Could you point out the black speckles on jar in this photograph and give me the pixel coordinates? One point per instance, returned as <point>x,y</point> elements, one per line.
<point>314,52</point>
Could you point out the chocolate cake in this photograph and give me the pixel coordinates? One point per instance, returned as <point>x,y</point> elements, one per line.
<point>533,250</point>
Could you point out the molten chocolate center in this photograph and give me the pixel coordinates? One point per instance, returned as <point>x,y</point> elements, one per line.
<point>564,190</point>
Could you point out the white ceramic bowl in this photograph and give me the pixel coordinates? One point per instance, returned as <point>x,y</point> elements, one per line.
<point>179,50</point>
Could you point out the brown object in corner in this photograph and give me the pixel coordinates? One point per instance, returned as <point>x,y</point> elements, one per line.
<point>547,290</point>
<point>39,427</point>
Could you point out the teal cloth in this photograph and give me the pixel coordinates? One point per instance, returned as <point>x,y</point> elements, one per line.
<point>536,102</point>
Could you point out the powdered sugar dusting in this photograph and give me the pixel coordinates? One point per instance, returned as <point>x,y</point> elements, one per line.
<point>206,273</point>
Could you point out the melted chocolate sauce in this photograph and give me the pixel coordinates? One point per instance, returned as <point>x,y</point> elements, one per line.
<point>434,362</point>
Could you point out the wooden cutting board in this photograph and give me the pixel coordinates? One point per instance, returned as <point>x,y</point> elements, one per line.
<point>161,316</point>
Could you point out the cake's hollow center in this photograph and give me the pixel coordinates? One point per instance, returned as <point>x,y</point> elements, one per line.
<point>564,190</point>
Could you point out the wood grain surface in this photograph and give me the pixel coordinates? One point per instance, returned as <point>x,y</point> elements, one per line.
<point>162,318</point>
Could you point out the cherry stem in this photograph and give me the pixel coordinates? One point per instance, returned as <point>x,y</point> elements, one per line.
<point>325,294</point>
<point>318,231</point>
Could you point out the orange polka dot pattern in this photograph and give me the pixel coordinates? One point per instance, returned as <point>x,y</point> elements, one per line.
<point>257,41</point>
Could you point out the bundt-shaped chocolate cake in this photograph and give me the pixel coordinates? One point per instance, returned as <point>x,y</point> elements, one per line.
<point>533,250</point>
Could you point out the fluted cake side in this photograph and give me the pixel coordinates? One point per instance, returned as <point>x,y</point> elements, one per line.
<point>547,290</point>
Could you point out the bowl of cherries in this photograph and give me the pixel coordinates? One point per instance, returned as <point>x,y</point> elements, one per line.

◇ ◇ ◇

Write out every line above word for word, keeping each mark and number unchanged.

Could you point out the black speckles on jar in this photograph and give me the pixel coordinates? One point per instance, returned as <point>x,y</point> elements, one per line.
<point>314,52</point>
Could you point out the chocolate cake in this photograph and give me the pixel coordinates? One point per instance, returned as <point>x,y</point> elements, one per line.
<point>533,250</point>
Could you point out the molten chocolate center in this photograph and give me the pixel coordinates? One point per instance, returned as <point>x,y</point> elements, one per line.
<point>564,190</point>
Could you point out the white ceramic bowl in this photograph and give me the pixel coordinates? One point per instance, returned as <point>x,y</point> elements, one per line.
<point>179,50</point>
Could you point out the brown object in corner in this photograph and give me the pixel coordinates? One point per instance, returned as <point>x,y</point> elements, one per line.
<point>547,290</point>
<point>39,427</point>
Could you point out the teal cloth in this photograph and give me the pixel coordinates? One point per instance, returned as <point>x,y</point> elements, one per line.
<point>536,102</point>
Could you point out the powdered sugar dusting in this photograph and give me the pixel coordinates? One point per instance, returned as <point>x,y</point> elements, one per line.
<point>206,273</point>
Could you point out the melted chocolate sauce in this photograph and give me the pixel coordinates? One point per instance, returned as <point>x,y</point> elements, one per line.
<point>434,362</point>
Could you point out the wooden cutting board in this photograph and give me the pixel coordinates? One point per instance, returned as <point>x,y</point> elements, one per line.
<point>161,316</point>
Could you point out the cake's hollow center in this photograph and give me the pixel coordinates? One point per instance, returned as <point>x,y</point> elements, one per line.
<point>564,190</point>
Could you point out the wood grain surface in this photograph and give me the pixel coordinates? One point per instance, returned as <point>x,y</point> elements, one per line.
<point>162,318</point>
Could you point out the cherry stem in this photograph and give me the pixel coordinates? One point per instance, returned as <point>x,y</point> elements, one per line.
<point>325,294</point>
<point>318,231</point>
Could you point out the orange polka dot pattern in this photograph and give me the pixel coordinates? One point per instance, returned as <point>x,y</point> elements, one per line.
<point>257,41</point>
Could you point out the bundt-shaped chocolate cake in this photograph and give me the pixel coordinates? One point per instance, returned as <point>x,y</point> elements, one per line.
<point>533,250</point>
Could you point out the fluted cake side in this photograph and give me the pixel coordinates? One point per instance, returned as <point>x,y</point> elements, one per line.
<point>547,290</point>
Could you point out the bowl of cherries in this photograph and give me the pixel coordinates? One point per instance, returned as <point>x,y</point> elements, one per line.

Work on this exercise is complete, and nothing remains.